- [Task directions]: Summarize the forum post on subsetting a data frame in two sentences.

- [Excerpt]:
Subsetting a data.frame -> Read in with FWF format from .DAT file

Previous Topic Next Topic
 
classic Classic list List threaded Threaded
3 messages Options
Reply | Threaded
Open this post in threaded view
|

Subsetting a data.frame -> Read in with FWF format from .DAT file

RHelpPlease
Hi there,
I am having trouble subsetting a data frame by a conditional via one column (of many).

I read the file into R through "read.fwf," where I specified column widths.  Original data is .DAT.  I then utilized "names" function to read in column headings.

For one column, PRVDR_NUM, I wish to further amend the entire data set, but only have PRVDR_NUM == 050108.  This is where I'm having trouble.

I've tried code like this:

newinpatient <- subset(oldinpatient, oldinpatient$PRVDR_NUM == 050108)
#OR
newinpatient <- oldinpatient[oldinpatient$PRVDR_NUM == 050108, ]
#OR
providernum <- data.frame(newdim(PRVDR_NUM = c(050108))
newinpatient <- merge(providernum, oldinpatient)

With checking "class" at one point, I gathered that R interprets PRVDR_NUM as a factor, not a number .. so I've understood a potential reason why I would have errors (with code above).  So, I then tried something like this:

newPRVDR_NUM <- format(as.numeric(levels(oldinpatient$PRVDR_NUM) [oldinpatient$PRVDR_NUM]))
numericprvdr <- data.frame(oldinpatient, newPRVDR_NUM)
bestprvdr <- numericprvdr[,-2]

I thought that with converting PRVDR_NUM to numeric, then one of the three options above would be satisfied.  But, that has not worked either.  (I did confirm that the factor -> numeric worked, which it did)

Though R reads the three options (above) with no errors, upon performing a "dim" check I receive the output: 0 93.  The columns are correct, but rows (obviously) are not.  (I did confirm that the desired value exists multiple times in the noted column, so 0 is definitely incorrect)

- [Extracted data]:
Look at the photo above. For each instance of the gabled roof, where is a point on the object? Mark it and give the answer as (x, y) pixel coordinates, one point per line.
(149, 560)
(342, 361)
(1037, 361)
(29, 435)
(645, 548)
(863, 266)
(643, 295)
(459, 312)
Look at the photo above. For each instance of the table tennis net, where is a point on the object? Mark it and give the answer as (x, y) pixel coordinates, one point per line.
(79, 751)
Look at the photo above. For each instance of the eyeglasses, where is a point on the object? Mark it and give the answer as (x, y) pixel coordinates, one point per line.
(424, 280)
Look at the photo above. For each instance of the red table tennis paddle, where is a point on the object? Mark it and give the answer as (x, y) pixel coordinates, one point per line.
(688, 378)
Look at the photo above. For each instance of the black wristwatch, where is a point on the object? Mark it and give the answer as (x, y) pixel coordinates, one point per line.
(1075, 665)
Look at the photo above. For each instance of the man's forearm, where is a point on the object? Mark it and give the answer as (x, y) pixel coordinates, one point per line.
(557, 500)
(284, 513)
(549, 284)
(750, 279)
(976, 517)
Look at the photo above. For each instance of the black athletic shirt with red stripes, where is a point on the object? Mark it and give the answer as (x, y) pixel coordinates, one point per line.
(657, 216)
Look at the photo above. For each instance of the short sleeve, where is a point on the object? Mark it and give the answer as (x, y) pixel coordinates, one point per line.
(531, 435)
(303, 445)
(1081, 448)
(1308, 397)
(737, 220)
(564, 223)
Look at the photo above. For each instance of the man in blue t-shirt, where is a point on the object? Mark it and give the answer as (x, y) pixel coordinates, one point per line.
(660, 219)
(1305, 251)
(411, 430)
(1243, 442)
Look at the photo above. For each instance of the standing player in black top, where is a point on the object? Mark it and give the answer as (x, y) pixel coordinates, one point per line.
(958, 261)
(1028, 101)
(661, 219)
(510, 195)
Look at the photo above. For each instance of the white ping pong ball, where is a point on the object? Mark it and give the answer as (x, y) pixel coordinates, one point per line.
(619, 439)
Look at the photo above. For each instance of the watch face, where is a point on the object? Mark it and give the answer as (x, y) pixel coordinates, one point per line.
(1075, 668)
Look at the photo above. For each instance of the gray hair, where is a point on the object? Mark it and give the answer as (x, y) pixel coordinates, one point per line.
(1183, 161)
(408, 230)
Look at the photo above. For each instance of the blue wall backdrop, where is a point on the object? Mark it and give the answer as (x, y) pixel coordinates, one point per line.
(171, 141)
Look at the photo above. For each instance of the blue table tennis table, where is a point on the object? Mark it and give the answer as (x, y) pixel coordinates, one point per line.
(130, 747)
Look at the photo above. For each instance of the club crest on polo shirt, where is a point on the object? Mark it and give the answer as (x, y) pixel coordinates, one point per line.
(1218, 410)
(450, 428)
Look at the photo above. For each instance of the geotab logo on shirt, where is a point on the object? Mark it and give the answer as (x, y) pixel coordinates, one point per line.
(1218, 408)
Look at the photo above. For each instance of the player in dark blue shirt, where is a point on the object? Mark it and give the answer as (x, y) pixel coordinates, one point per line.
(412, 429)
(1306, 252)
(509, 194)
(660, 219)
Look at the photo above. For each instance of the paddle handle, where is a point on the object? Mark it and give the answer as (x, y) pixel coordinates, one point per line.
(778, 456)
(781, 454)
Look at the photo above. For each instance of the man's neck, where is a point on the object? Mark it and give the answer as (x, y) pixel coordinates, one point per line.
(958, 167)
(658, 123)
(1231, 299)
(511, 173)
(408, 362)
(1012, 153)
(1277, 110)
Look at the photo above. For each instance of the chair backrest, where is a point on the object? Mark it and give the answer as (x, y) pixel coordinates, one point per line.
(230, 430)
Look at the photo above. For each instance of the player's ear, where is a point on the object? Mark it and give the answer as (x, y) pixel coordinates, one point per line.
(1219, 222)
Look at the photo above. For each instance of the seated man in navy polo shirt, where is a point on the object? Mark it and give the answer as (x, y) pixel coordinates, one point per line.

- [Exercise response]: After reading a .DAT file into R with read.fwf and adding column headings with the names function, the poster wants to keep only the rows where the PRVDR_NUM column equals 050108, and has tried subset, bracket indexing, and a merge to do this. The poster found that R treats PRVDR_NUM as a factor and converted it to numeric, but the three options still run without errors and return 0 rows and 93 columns, even though the value appears several times in that column.